┌─ Text passage
C++11 now knows two distinct types of for
loops: the classic loop over an “index” and the range-based for
loop which vastly simplifies the iteration over a range specified by a pair of iterators.
By contrast, Python knows only one loop type – roughly equivalent to the range-based for loop. In fact, loops over indices are exceedingly rare, but made possible by the use of the range
method:
for i in range(10):
print i
Which does what it promises – although Python version < 3.0 does the “wrong” thing and actually instantiates the whole collection in memory at once; a remedy is xrange
which yields values lazily as they are consumed by the loop.
C++11 effortlessly allows the same but there is no standard library function to provide this. Boost.Range provides part of the functionality via irange
which only works on integers, and not for unlimited ranges (this will make sense in a second).
The header range.hpp
provides a very basic implementation for this. It allows running the following code:
using util::lang::range;
for (auto i : range(1, 5))
cout << i << "\n";
for (auto u : range(0u))
if (u == 3u) break;
else cout << u << "\n";
for (auto c : range('a', 'd'))
cout << c << "\n";
for (auto i : range(100).step(-3))
if (i < 90) break;
else cout << i << "\n";
range
with a single argument deviates from the Python semantic and creates an endless loop, unless it’s interrupted manually. This is an interesting use-case that cannot be modelled in Python using range
.
In Python, the one-argument version of range
is often used to iterate over the indices of a container via range(len(container))
. Because that overload creates an infinite range in our C++ library, we cannot use this idiom.
└─
┌─ Dataset excerpts
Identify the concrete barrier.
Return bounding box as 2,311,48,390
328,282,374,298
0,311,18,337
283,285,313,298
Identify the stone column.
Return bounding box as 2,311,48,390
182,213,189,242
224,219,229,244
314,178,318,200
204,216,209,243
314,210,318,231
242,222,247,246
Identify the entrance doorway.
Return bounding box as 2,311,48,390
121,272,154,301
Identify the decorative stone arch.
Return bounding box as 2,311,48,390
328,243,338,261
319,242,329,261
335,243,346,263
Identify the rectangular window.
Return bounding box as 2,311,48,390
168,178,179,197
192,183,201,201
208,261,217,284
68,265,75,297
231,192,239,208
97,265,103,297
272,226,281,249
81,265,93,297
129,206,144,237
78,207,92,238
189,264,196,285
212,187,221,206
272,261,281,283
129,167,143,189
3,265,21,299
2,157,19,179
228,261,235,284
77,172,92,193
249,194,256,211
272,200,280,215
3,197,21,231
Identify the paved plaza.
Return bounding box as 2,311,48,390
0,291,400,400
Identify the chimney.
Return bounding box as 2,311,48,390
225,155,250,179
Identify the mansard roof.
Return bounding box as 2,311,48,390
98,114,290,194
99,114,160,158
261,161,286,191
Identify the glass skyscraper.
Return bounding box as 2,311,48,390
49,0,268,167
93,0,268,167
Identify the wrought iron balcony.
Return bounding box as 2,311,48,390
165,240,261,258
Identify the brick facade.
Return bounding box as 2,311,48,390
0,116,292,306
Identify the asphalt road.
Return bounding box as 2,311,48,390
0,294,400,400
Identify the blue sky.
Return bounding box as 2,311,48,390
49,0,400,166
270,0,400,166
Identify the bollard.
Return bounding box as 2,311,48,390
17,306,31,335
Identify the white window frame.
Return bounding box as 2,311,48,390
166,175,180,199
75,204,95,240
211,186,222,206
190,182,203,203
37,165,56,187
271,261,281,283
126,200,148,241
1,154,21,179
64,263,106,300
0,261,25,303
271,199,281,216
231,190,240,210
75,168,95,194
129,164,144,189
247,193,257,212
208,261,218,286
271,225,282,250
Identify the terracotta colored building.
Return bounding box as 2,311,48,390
└─
Problem set:
A) Reproduce the stretch of the article on C++ and Python loops from "if (u == 3u)" through "use this idiom.".
B) In the article on C++ and Python loops, list the range expressions that the four C++ for loops iterate over, as they appear in the code.
C) Continue the article on C++ and Python loops from the point where it stops.

Answer list:
A)
if (u == 3u) break;
else cout << u << "\n";
for (auto c : range('a', 'd'))
cout << c << "\n";
for (auto i : range(100).step(-3))
if (i < 90) break;
else cout << i << "\n";
range
with a single argument deviates from the Python semantic and creates an endless loop, unless it’s interrupted manually. This is an interesting use-case that cannot be modelled in Python using range
.
In Python, the one-argument version of range
is often used to iterate over the indices of a container via range(len(container))
. Because that overload creates an infinite range in our C++ library, we cannot use this idiom.

B)
range(1, 5)
range(0u)
range('a', 'd')
range(100).step(-3)

C)
But we can do better anyway. For those few cases where we actually want to iterate over a container’s indices, we just use the indices
function:
using util::lang::indices;
std::vector<int> x{1, 2, 3};
for (auto i : indices(x))
cout << i << '\n';
This works as expected for any type which has a member function size() const
that returns some integral type. It also works with initializer_list
s and C-style fixed-size arrays.1
Adding .step(…)
to the end of either range
or indices
specifies a step size instead of the default, 1.
The construct works for arbitrary types which fulfil the interface requirements (incrementing, copying, equality comparison, default construction in the case of infinite ranges).
1 This includes string literals, which are C-style strings that include null termination; this may lead to surprising results, because indices("test")
results in 0, 1, 2, 3, 4, whereas indices(std::string{"test"})
results in 0, 1, 2, 3. ↩
When compiling with optimisations enabled (and why wouldn’t you?), using the range
function yield very similar output compared with a manual for
loop. In fact, on g++ 4.8 with -O2
or higher, the following two loops yield identical assembly.
for (int i = 0; i < n; ++i)
cout << i;
for (int i : range(0, n))
cout << i;
Even though the range
function creates a proxy container and an iterator wrapper, those are completely elided from the resulting code.
☞ Beauty is free.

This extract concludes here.